Turn the data below into a numbered list with each line as its own item, skipping any blank lines and leaving out the pictures.
── Task material ──
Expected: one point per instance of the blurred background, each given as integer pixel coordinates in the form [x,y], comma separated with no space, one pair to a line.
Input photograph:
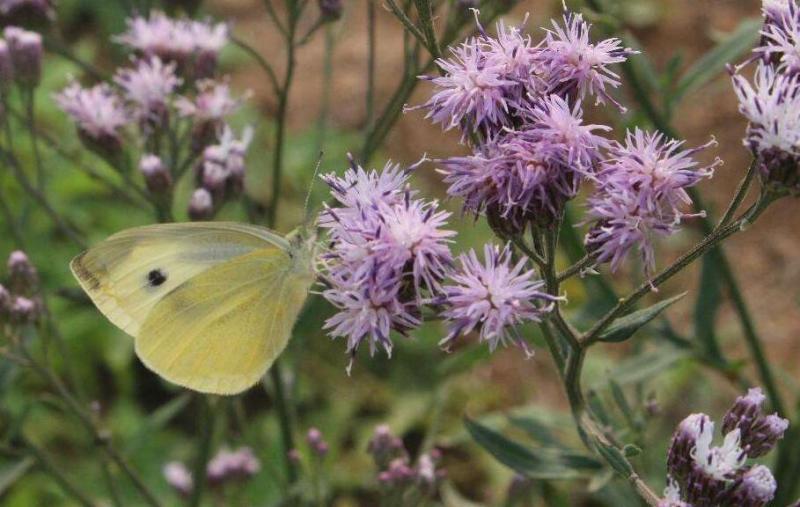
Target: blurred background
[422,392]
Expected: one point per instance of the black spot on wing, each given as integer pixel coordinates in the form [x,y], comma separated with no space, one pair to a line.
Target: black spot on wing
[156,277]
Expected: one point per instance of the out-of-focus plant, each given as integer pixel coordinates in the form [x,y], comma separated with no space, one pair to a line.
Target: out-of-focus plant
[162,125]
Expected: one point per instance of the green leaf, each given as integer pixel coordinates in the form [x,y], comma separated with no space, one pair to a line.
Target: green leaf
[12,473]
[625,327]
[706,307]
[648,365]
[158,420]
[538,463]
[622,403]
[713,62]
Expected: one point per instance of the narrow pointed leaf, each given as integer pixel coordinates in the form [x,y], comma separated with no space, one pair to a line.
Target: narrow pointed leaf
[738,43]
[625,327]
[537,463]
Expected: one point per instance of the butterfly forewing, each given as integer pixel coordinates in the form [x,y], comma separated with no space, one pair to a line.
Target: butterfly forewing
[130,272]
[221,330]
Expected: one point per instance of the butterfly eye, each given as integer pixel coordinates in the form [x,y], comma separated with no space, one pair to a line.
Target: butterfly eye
───
### Expected output
1. Expected: one point per instance of the blurred background, each given as integer pixel coordinates in the form [x,y], comma separated with no space, one pair to a line.
2. Input photograph:
3. Target: blurred background
4. [422,392]
5. Expected: one point per instance of the black spot on wing, each given as integer pixel coordinates in the form [x,y], comma separated with no space, one pair to a line.
6. Target: black spot on wing
7. [156,277]
8. Expected: one point per instance of the out-of-focus plant, each given as integer pixel coordinates in the form [x,y], comma separated with no space, one pair to a line.
9. Target: out-of-focus plant
10. [162,125]
11. Expected: one point per instance of the green leaf, each given as integer pixel coordinates in the form [x,y], comma separated with no space, one pair to a line.
12. Target: green leaf
13. [12,473]
14. [625,327]
15. [706,307]
16. [648,365]
17. [158,420]
18. [538,463]
19. [622,403]
20. [713,62]
21. Expected: one point per instance of the narrow pointed leaf, each given as integer pixel coordinates in the form [x,y], comma separated with no space, one pair to a line.
22. Target: narrow pointed leaf
23. [738,43]
24. [625,327]
25. [537,463]
26. Expected: one point per instance of the butterfly forewing, each given as integer pixel coordinates in the form [x,y], comma separated with no space, one pair to a line.
27. Target: butterfly forewing
28. [130,272]
29. [221,330]
30. Expected: one point per instance of the butterfly eye, each given as integer pixel coordinates in the form [x,y], comma separated with no space, one pair to a line.
31. Target: butterfly eye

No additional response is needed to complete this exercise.